_WRITTEN INSTRUCTION_
Write out the passage on Darwin and evolutionary psychology word for word, starting at "It was Darwin" and ending at "that I witnessed.".

_GIVEN PASSAGE_
It was Darwin who first suggested that we should examine all human behaviour and feelings in the light of the drive for reproduction and the challenges it raises. No one took up his suggestion in any systematic way for a hundred years. However, the field of evolutionary psychology is finally coming into its own and beginning to equip us with the knowledge to ‘read’ encounters like this, and many others, just as we would with primates or other mammals. Drawing on the ideas of evolutionary scholars such as David Buss, Robin Dunbar and Christopher Boehm, I want to propose a way of deciphering the little mini-drama that I witnessed.

Homo sapiens, as Darwin realised, is no different from any other sexually reproducing species on the planet. Our overriding imperative is to reproduce – or to support our kinship group in doing so. If we want to make a direct contribution through having progeny ourselves, we need to do this during our years of maximum fertility, which for women happens to be during late adolescence and early adulthood. If it wasn’t for the drive for reproduction, we wouldn’t experience desire, and without desire the young woman at the airport would never have been interested in the man next to her.

(Picture shape labeling items)

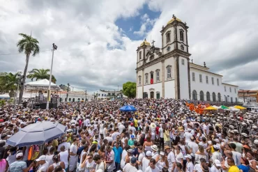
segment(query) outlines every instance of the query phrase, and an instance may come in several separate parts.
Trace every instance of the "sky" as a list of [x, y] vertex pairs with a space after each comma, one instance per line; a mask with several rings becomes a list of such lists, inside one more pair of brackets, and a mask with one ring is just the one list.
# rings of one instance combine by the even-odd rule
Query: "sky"
[[[223, 82], [258, 89], [258, 1], [0, 0], [0, 72], [23, 71], [20, 33], [40, 42], [28, 71], [50, 68], [57, 84], [75, 91], [114, 90], [136, 81], [136, 49], [144, 38], [161, 47], [160, 30], [172, 18], [186, 22], [195, 63]], [[1, 55], [14, 54], [10, 55]]]

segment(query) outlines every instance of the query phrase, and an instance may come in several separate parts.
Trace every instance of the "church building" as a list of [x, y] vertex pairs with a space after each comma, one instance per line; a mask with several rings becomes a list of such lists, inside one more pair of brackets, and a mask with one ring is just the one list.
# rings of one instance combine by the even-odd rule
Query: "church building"
[[238, 86], [190, 60], [186, 23], [173, 15], [160, 31], [162, 47], [146, 40], [137, 49], [137, 98], [175, 98], [212, 102], [238, 101]]

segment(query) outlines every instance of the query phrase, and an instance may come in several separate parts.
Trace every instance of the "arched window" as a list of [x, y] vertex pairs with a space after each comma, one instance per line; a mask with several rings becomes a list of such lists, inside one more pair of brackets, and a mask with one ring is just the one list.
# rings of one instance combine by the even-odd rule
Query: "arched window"
[[214, 92], [212, 93], [212, 101], [216, 102], [216, 94]]
[[211, 101], [211, 95], [208, 91], [207, 91], [207, 93], [206, 93], [206, 97], [207, 101]]
[[180, 40], [183, 41], [183, 31], [180, 31]]
[[172, 65], [167, 66], [167, 78], [170, 79], [172, 78], [172, 73], [171, 73], [171, 68], [172, 68]]
[[202, 91], [201, 91], [199, 92], [199, 100], [202, 100], [202, 101], [204, 100], [204, 92]]
[[183, 47], [183, 45], [181, 45], [180, 47], [181, 47], [181, 50], [183, 50], [183, 51], [185, 49], [185, 47]]
[[167, 43], [170, 42], [170, 31], [167, 32], [166, 39], [167, 39]]
[[145, 74], [145, 84], [149, 83], [148, 75], [149, 75], [149, 74], [147, 74], [147, 73]]
[[197, 92], [195, 90], [192, 91], [192, 100], [197, 100]]
[[218, 100], [220, 102], [221, 102], [221, 97], [220, 97], [220, 93], [218, 93]]
[[156, 81], [160, 81], [160, 70], [157, 69], [156, 70]]

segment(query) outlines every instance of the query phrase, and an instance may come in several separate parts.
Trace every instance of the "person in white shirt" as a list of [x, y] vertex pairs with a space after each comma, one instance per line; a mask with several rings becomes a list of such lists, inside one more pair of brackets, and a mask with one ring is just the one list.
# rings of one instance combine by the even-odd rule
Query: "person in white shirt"
[[136, 169], [136, 157], [132, 157], [130, 163], [126, 164], [126, 165], [123, 169], [123, 172], [137, 172], [137, 169]]
[[221, 171], [221, 163], [218, 159], [215, 159], [213, 165], [210, 169], [210, 172], [220, 172]]
[[149, 166], [146, 169], [144, 172], [159, 172], [160, 169], [155, 166], [156, 161], [154, 158], [151, 158], [150, 159], [150, 163], [149, 164]]
[[185, 156], [186, 159], [186, 165], [185, 165], [185, 172], [192, 172], [194, 169], [194, 165], [192, 162], [192, 156], [189, 154]]
[[176, 167], [176, 157], [174, 153], [171, 150], [171, 148], [168, 146], [165, 146], [165, 151], [167, 154], [167, 161], [169, 162], [169, 171], [174, 171]]
[[77, 155], [77, 144], [78, 141], [76, 138], [73, 139], [73, 142], [70, 149], [70, 161], [69, 161], [69, 171], [73, 172], [77, 166], [78, 157]]

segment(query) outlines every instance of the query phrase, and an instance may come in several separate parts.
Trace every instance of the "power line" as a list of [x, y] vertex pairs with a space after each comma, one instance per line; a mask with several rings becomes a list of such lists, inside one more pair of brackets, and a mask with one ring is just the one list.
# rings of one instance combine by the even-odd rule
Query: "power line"
[[[40, 52], [48, 52], [48, 51], [52, 51], [52, 49], [43, 50], [43, 51], [40, 51]], [[0, 54], [0, 56], [8, 56], [8, 55], [14, 55], [14, 54], [22, 54], [22, 53]]]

_SOLUTION BELOW_
It was Darwin who first suggested that we should examine all human behaviour and feelings in the light of the drive for reproduction and the challenges it raises. No one took up his suggestion in any systematic way for a hundred years. However, the field of evolutionary psychology is finally coming into its own and beginning to equip us with the knowledge to ‘read’ encounters like this, and many others, just as we would with primates or other mammals. Drawing on the ideas of evolutionary scholars such as David Buss, Robin Dunbar and Christopher Boehm, I want to propose a way of deciphering the little mini-drama that I witnessed.